**TASK REQUIREMENTS**
- A) In the Madras talk, the speaker says the difficult question should be talked over like whom?
- B) Rewrite the part of the entries that opens with the line containing "Return the mask of every instance of the black" and closes with the line containing "61), (322, 44)]", changing "puppy's" to "dog's" and leaving everything else the same. Give only that part.

**TEXT SEGMENT**
** begin **

Madras 4th Public Talk 13th January 1952

I have been trying to find out the solution of the problem of consciousness. It is very important to talk over what individuality or the problem of consciousness is. Being individuals, we strive to fit into the pattern of the community, the collective, the totalitarian. Before we can adequately and truly cover the subject, it is necessary, is it not?, to understand the whole question of individuality.

What is the individual? This problem is a question which must be talked over very constantly and wisely without any barriers and without any conclusions and comparisons. If you can listen to what I am going to talk about, not throw up barriers of your own conclusions which may be true or may not be true, barriers of what you have learnt from your environmental influence or what you have read from the books, then perhaps you will be able actually to co operate with me and with each other without dominating, without completely annihilating the individual through legislation, through compulsion, through concentration camps and so on. I do not know if you feel the importance of this question. If not, I suggest that you should try to, because it is really a vital problem. As it is a difficult question we should be able to talk it over like two friends, not like two antagonists in two opposite camps, you with your opinions and I perhaps with mine. I am not offering an opinion; I am not putting forward a belief, formulation, conception because I do not indulge in that form of stupidity; because to me it is stupid, when I am incapable of understanding what is, that I should want to know what is.

We should not speculate about what is. I hope you see the difference between speculation of what is and to understand what is. Surely the two are entirely different. Most of us only speculate, have beliefs, have conclusions about what is; and with these conclusions, speculations, formulations, etc. we approach the question of the individual. Truly we must fail if we so approach it; whereas if we can look at it without formulation but merely look at it, then perhaps we should be able to understand the significance of the problems involved in individuality, and perhaps we should be able to go beyond that which we call the individual. That is to understand the whole question of the conscious and the unconscious, not only the barren uppermost consciousness of the mind, of the active mind, but also of the unconscious, the hidden.

So, what is the individual? What is the `me'? You must examine what we think it is and what we hope it is, that is, look at ourselves without speculation if that is possible. If you say such things as `I am the highest representative of God', that is mere speculation. We have to put aside such speculations. Obviously! Must we not? They are all words which you have learnt, which society has imposed upon you, one way, or the other. Politically, you might say that if you belong to the extreme left, you have nothing to bother about but only let the environmental influence operate; if you are religiously inclined, you have your own phraseology that you are this, you are that, and that some thing is manifest in you. You know the whole thing about the higher self and the lower self. With that back ground obviously you cannot look or examine the problem. Can you? You can only look at what is by observing very carefully the whole process of the individual, what the individual is, etc. Can you tell me what you are? Please bear in mind what we are discussing, for what purpose. To understand the problem of the conscious and to look into it, if it is possible, not speculatively, not theoretically, but to go beyond the confines of the narrow area called the individual, that is what we are trying to do.

** end **

**RECORDS SUPPLIED**
** begin **

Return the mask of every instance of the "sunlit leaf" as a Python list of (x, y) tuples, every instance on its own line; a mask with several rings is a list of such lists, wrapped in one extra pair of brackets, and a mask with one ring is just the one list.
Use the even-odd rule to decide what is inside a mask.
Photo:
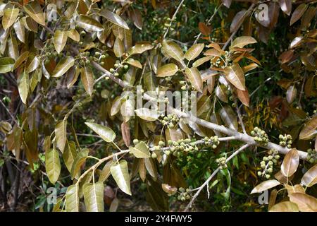
[(299, 164), (299, 156), (297, 150), (293, 148), (284, 157), (283, 162), (280, 167), (280, 171), (285, 177), (294, 174)]
[(96, 133), (99, 135), (106, 142), (112, 142), (116, 138), (115, 132), (107, 126), (93, 122), (85, 122), (85, 124)]
[(198, 71), (197, 68), (186, 68), (185, 73), (192, 87), (194, 87), (197, 91), (201, 93), (203, 89), (203, 82), (199, 71)]
[(279, 184), (280, 184), (280, 183), (276, 179), (269, 179), (267, 181), (264, 181), (260, 184), (258, 184), (254, 189), (253, 189), (253, 190), (251, 191), (251, 194), (261, 193), (263, 191), (272, 189)]
[(64, 49), (68, 37), (68, 30), (56, 30), (54, 34), (54, 47), (56, 52), (59, 54)]
[(23, 8), (31, 18), (40, 25), (45, 25), (45, 15), (37, 1), (30, 1), (27, 5), (24, 6)]
[(149, 148), (143, 141), (138, 143), (135, 147), (129, 147), (129, 149), (130, 153), (138, 158), (149, 157), (151, 156)]
[(110, 168), (110, 172), (121, 191), (131, 196), (130, 176), (128, 170), (127, 161), (121, 160), (119, 162), (119, 164), (112, 165)]
[(303, 176), (301, 183), (308, 187), (317, 184), (317, 165), (310, 168)]
[(87, 212), (104, 212), (104, 183), (87, 183), (82, 187)]
[(61, 173), (61, 162), (58, 151), (56, 149), (49, 149), (45, 152), (45, 169), (49, 181), (55, 184)]
[(204, 44), (194, 44), (186, 52), (185, 57), (189, 61), (193, 60), (200, 54), (204, 46)]
[(129, 26), (128, 25), (128, 24), (118, 15), (113, 13), (106, 9), (101, 10), (99, 12), (99, 15), (104, 17), (110, 22), (113, 23), (114, 24), (116, 24), (121, 28), (129, 30)]
[(73, 66), (74, 66), (75, 59), (73, 56), (66, 56), (62, 59), (58, 64), (57, 64), (54, 70), (53, 71), (52, 77), (61, 77), (68, 71)]
[(66, 195), (66, 212), (79, 212), (79, 186), (70, 185), (67, 188)]
[(15, 22), (18, 14), (18, 8), (8, 8), (4, 11), (2, 16), (2, 27), (4, 30), (9, 28)]
[(63, 119), (56, 124), (55, 126), (55, 137), (56, 138), (57, 148), (63, 153), (65, 148), (65, 144), (67, 139), (67, 120)]
[(178, 67), (175, 64), (168, 64), (162, 66), (157, 70), (158, 77), (168, 77), (175, 74), (178, 71)]

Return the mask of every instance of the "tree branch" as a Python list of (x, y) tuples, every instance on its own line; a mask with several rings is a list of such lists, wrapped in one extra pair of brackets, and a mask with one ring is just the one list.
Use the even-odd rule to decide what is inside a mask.
[[(228, 158), (226, 159), (225, 160), (225, 163), (228, 162), (232, 157), (234, 157), (235, 156), (236, 156), (237, 155), (238, 155), (240, 153), (241, 153), (242, 150), (244, 150), (244, 149), (246, 149), (247, 148), (248, 148), (249, 146), (249, 144), (245, 144), (243, 146), (242, 146), (240, 148), (239, 148), (238, 150), (237, 150), (235, 152), (234, 152)], [(209, 184), (209, 182), (211, 180), (211, 179), (213, 178), (213, 177), (215, 177), (217, 173), (219, 172), (220, 170), (220, 167), (218, 167), (215, 171), (213, 171), (213, 172), (212, 173), (211, 175), (210, 175), (210, 177), (206, 180), (206, 182), (204, 182), (203, 184), (201, 184), (199, 188), (197, 191), (195, 193), (195, 194), (194, 195), (194, 196), (192, 197), (192, 200), (190, 201), (190, 202), (188, 203), (188, 205), (186, 206), (185, 209), (185, 212), (188, 211), (188, 210), (189, 209), (189, 208), (192, 207), (192, 203), (194, 203), (194, 201), (196, 200), (196, 198), (198, 197), (198, 196), (199, 195), (200, 192), (202, 191), (202, 189), (206, 186), (208, 186)]]

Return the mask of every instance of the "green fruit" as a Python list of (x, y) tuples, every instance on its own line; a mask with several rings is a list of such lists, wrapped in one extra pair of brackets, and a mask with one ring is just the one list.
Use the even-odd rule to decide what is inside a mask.
[(137, 144), (138, 143), (139, 143), (139, 140), (138, 140), (138, 139), (134, 139), (134, 140), (133, 140), (133, 143), (134, 143), (135, 145)]
[(152, 153), (152, 154), (151, 155), (151, 158), (156, 158), (157, 157), (157, 155), (155, 153)]

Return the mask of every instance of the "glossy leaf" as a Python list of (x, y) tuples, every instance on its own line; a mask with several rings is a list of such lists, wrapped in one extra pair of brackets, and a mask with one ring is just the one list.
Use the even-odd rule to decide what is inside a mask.
[(274, 205), (270, 212), (298, 212), (298, 206), (296, 203), (290, 201), (280, 202)]
[(24, 6), (23, 8), (32, 19), (40, 25), (45, 25), (45, 15), (37, 1), (30, 2), (27, 5)]
[(65, 144), (67, 139), (67, 120), (63, 119), (56, 124), (55, 126), (55, 137), (56, 138), (56, 145), (58, 149), (63, 153)]
[(297, 204), (301, 212), (316, 212), (317, 198), (303, 193), (293, 193), (290, 195), (291, 202)]
[(74, 160), (74, 163), (73, 163), (72, 169), (70, 170), (70, 175), (72, 176), (72, 179), (76, 177), (78, 173), (80, 172), (80, 167), (86, 161), (88, 156), (89, 150), (87, 148), (82, 149)]
[(87, 212), (104, 212), (104, 183), (87, 183), (82, 187)]
[(74, 66), (75, 59), (73, 56), (66, 56), (62, 59), (58, 64), (57, 64), (54, 70), (53, 71), (52, 77), (61, 77), (68, 71), (73, 66)]
[(104, 29), (99, 22), (85, 15), (78, 16), (76, 23), (87, 31), (102, 31)]
[(18, 14), (18, 8), (8, 8), (4, 11), (2, 16), (2, 27), (4, 30), (9, 28), (15, 22)]
[(195, 90), (202, 93), (203, 82), (199, 71), (198, 71), (197, 68), (186, 68), (185, 73), (190, 83), (195, 88)]
[(162, 44), (163, 49), (170, 56), (178, 61), (182, 61), (185, 58), (184, 53), (182, 49), (174, 42), (172, 41), (163, 41)]
[(168, 64), (162, 66), (157, 70), (158, 77), (168, 77), (175, 74), (178, 71), (178, 67), (175, 64)]
[(237, 89), (245, 90), (244, 73), (238, 64), (225, 68), (225, 78)]
[(156, 110), (148, 108), (139, 108), (135, 110), (135, 114), (141, 119), (146, 121), (156, 121), (159, 117)]
[(110, 22), (113, 23), (114, 24), (116, 24), (121, 28), (129, 30), (129, 26), (128, 25), (128, 24), (118, 15), (113, 13), (106, 9), (101, 10), (99, 12), (99, 15), (104, 17)]
[(110, 168), (110, 172), (121, 191), (131, 196), (127, 161), (121, 160), (119, 162), (119, 164), (112, 165)]
[(272, 189), (279, 184), (280, 184), (280, 183), (276, 179), (269, 179), (267, 181), (264, 181), (260, 184), (258, 184), (254, 189), (253, 189), (251, 191), (251, 194), (261, 193), (263, 191)]
[(94, 73), (92, 68), (86, 64), (80, 69), (80, 79), (87, 93), (91, 96), (94, 91)]
[(186, 52), (185, 57), (189, 61), (193, 60), (200, 54), (204, 46), (204, 44), (194, 44)]
[(56, 52), (59, 54), (64, 49), (68, 37), (68, 30), (56, 30), (54, 34), (54, 47)]
[(317, 134), (317, 116), (311, 119), (306, 123), (299, 133), (299, 139), (309, 140)]
[(10, 57), (0, 58), (0, 73), (11, 71), (13, 69), (15, 61)]
[(79, 212), (79, 186), (77, 184), (70, 185), (67, 188), (66, 195), (66, 212)]
[(112, 142), (116, 138), (116, 133), (113, 131), (105, 126), (99, 125), (93, 122), (85, 122), (86, 126), (92, 129), (96, 133), (99, 135), (106, 142)]
[(143, 141), (138, 143), (135, 147), (129, 147), (129, 149), (130, 153), (138, 158), (149, 157), (151, 156), (149, 148)]
[(299, 164), (299, 156), (297, 150), (293, 148), (284, 157), (283, 162), (280, 167), (280, 171), (285, 177), (294, 174)]
[(311, 187), (317, 184), (317, 165), (310, 168), (303, 176), (301, 183)]
[(23, 71), (18, 78), (18, 89), (22, 102), (26, 105), (30, 90), (30, 78), (29, 73), (25, 71)]
[(49, 181), (55, 184), (61, 173), (61, 162), (56, 149), (52, 148), (45, 152), (45, 169)]

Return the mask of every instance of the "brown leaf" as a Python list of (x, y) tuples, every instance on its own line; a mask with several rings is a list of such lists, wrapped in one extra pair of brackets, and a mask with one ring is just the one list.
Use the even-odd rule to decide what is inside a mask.
[(295, 8), (292, 15), (292, 18), (290, 19), (290, 25), (292, 25), (294, 23), (299, 20), (303, 16), (304, 13), (305, 13), (307, 9), (307, 5), (305, 4), (302, 4)]
[(317, 165), (310, 168), (303, 176), (301, 183), (306, 186), (311, 187), (317, 184)]
[(250, 103), (250, 97), (249, 96), (248, 90), (241, 90), (237, 89), (237, 96), (243, 105), (249, 107)]
[(311, 139), (317, 133), (317, 116), (311, 119), (299, 133), (300, 140)]
[(285, 177), (291, 177), (297, 170), (299, 164), (299, 155), (297, 150), (293, 148), (284, 157), (283, 162), (280, 167), (282, 174)]
[(291, 202), (297, 204), (301, 212), (317, 212), (317, 198), (303, 193), (293, 193), (290, 195)]

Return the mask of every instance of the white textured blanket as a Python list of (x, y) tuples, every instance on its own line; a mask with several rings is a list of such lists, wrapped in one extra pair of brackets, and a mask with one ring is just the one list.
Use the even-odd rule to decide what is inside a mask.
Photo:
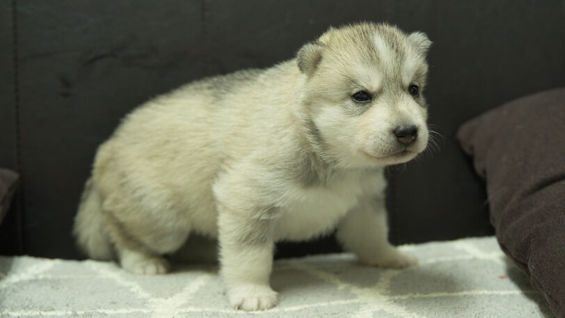
[(115, 264), (0, 256), (0, 317), (551, 317), (493, 237), (405, 246), (417, 267), (382, 270), (349, 254), (275, 263), (278, 306), (230, 308), (217, 268), (138, 276)]

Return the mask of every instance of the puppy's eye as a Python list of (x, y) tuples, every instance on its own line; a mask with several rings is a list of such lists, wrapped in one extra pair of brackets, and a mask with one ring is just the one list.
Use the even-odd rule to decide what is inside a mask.
[(358, 103), (366, 103), (371, 102), (372, 97), (368, 93), (361, 90), (360, 92), (357, 92), (353, 94), (353, 99)]
[(420, 95), (420, 90), (417, 85), (411, 85), (408, 87), (408, 93), (415, 97)]

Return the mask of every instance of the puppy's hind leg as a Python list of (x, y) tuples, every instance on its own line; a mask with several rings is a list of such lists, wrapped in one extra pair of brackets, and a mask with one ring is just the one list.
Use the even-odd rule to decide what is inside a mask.
[(109, 214), (109, 232), (120, 264), (136, 274), (166, 273), (170, 266), (164, 255), (180, 248), (189, 236), (187, 227), (152, 220), (147, 213), (138, 213), (134, 217), (123, 212)]

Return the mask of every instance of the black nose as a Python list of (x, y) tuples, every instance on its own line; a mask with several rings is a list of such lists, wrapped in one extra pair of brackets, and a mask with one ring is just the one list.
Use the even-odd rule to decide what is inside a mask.
[(395, 134), (399, 143), (408, 145), (416, 140), (418, 135), (418, 129), (413, 125), (411, 126), (399, 126), (395, 129)]

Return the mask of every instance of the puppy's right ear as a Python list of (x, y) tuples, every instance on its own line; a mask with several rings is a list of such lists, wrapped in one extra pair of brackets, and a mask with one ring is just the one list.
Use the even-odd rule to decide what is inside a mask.
[(318, 41), (312, 41), (304, 45), (298, 54), (296, 63), (300, 71), (311, 77), (321, 61), (322, 44)]

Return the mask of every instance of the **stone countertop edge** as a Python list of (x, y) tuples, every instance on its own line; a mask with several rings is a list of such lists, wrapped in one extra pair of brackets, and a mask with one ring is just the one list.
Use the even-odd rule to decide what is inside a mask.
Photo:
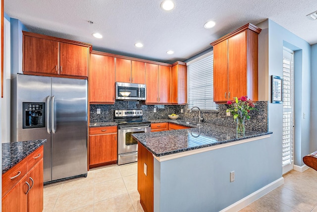
[[(213, 131), (212, 129), (210, 130), (209, 129), (211, 126), (212, 126), (212, 127), (213, 127), (213, 130), (214, 130), (215, 127), (219, 127), (222, 128), (225, 130), (222, 130), (221, 132), (216, 132), (215, 133), (213, 134)], [(138, 133), (133, 134), (133, 136), (138, 141), (138, 142), (139, 142), (139, 143), (147, 148), (147, 149), (151, 152), (154, 156), (157, 157), (160, 157), (168, 155), (175, 154), (191, 150), (197, 150), (211, 146), (216, 146), (230, 143), (232, 143), (232, 145), (238, 144), (241, 143), (235, 143), (234, 142), (245, 140), (255, 138), (256, 138), (256, 137), (272, 134), (271, 132), (252, 131), (249, 134), (249, 135), (246, 135), (244, 137), (237, 138), (236, 134), (235, 134), (235, 133), (234, 134), (233, 133), (233, 131), (235, 132), (235, 129), (234, 129), (234, 130), (232, 130), (231, 128), (225, 127), (206, 124), (205, 125), (204, 128), (207, 130), (207, 133), (205, 133), (205, 134), (202, 134), (202, 135), (203, 136), (202, 137), (205, 138), (207, 138), (208, 139), (210, 139), (211, 140), (214, 140), (214, 141), (207, 144), (203, 144), (204, 142), (202, 142), (202, 143), (200, 144), (199, 141), (198, 141), (197, 145), (189, 147), (188, 141), (186, 141), (186, 139), (184, 139), (184, 138), (187, 137), (188, 135), (191, 132), (193, 133), (197, 133), (197, 132), (195, 131), (197, 131), (197, 129), (198, 128), (198, 127), (194, 127), (191, 129), (187, 129)], [(200, 130), (200, 127), (199, 128)], [(227, 129), (228, 130), (225, 130)], [(203, 131), (204, 130), (202, 130), (202, 131)], [(205, 132), (206, 132), (206, 131), (205, 131)], [(225, 132), (227, 132), (227, 133), (226, 134)], [(223, 138), (223, 136), (225, 136), (225, 138), (220, 138), (218, 140), (216, 140), (214, 138), (217, 137), (217, 133), (222, 133), (223, 135), (222, 135), (221, 137)], [(166, 141), (165, 141), (165, 138), (166, 139)], [(171, 142), (171, 139), (172, 139), (173, 141), (175, 141), (175, 142), (173, 142), (173, 141)], [(204, 138), (203, 140), (204, 140)], [(149, 144), (147, 144), (147, 142), (148, 142)], [(233, 142), (235, 143), (234, 144)], [(175, 144), (173, 143), (175, 143)], [(173, 145), (175, 145), (174, 146), (175, 148), (173, 147)]]
[(46, 142), (46, 139), (41, 139), (2, 143), (2, 174), (43, 146)]
[(117, 126), (118, 124), (114, 121), (105, 122), (91, 122), (89, 123), (89, 127), (110, 127)]

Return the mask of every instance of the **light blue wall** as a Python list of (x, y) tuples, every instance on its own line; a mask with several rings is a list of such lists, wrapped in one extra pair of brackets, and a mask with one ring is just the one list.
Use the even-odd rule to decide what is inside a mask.
[(276, 146), (268, 138), (155, 161), (155, 191), (160, 193), (155, 193), (154, 211), (218, 212), (231, 205), (282, 177)]
[(312, 104), (311, 108), (310, 152), (317, 151), (317, 118), (316, 118), (316, 96), (317, 93), (317, 44), (312, 46)]
[(18, 19), (10, 18), (11, 23), (11, 73), (22, 73), (22, 30), (28, 31)]
[[(258, 26), (267, 32), (259, 37), (259, 39), (266, 41), (259, 40), (259, 55), (263, 56), (259, 58), (264, 58), (264, 61), (259, 62), (259, 76), (265, 77), (259, 79), (266, 79), (268, 83), (268, 86), (264, 88), (266, 90), (262, 95), (267, 98), (267, 100), (270, 101), (271, 75), (283, 75), (283, 47), (295, 51), (294, 164), (301, 166), (304, 164), (303, 157), (310, 152), (311, 46), (271, 20)], [(268, 129), (273, 132), (276, 148), (280, 148), (281, 165), (282, 112), (282, 104), (269, 103)], [(303, 118), (303, 113), (306, 114), (305, 119)]]

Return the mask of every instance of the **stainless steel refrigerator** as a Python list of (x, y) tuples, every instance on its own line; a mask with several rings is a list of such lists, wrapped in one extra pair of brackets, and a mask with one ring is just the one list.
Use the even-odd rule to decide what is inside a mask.
[(12, 85), (11, 140), (47, 139), (44, 182), (87, 176), (87, 80), (17, 74)]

** end **

**RESULTS OF THE TASKS**
- A) Like two friends, not like two antagonists in two opposite camps.

- B)
Return the mask of every instance of the black nose as a Python list of (x, y) tuples, every instance on its own line; a mask with several rings is a list of such lists, wrapped in one extra pair of brackets, and a mask with one ring is just the one list.
Use the even-odd rule to decide what is inside a mask.
[(395, 134), (399, 143), (408, 145), (416, 140), (418, 135), (418, 129), (413, 125), (411, 126), (399, 126), (395, 129)]

Return the mask of every instance of the dog's right ear as a Python list of (x, y) tuples, every instance on its own line; a mask with several rings is a list of such lists, wrapped in one extra pair of brackets, and a mask with one ring is just the one list.
Use the even-odd rule to decide what is inside a mask.
[(318, 41), (312, 41), (304, 45), (298, 54), (296, 63), (300, 71), (311, 77), (321, 61), (322, 44)]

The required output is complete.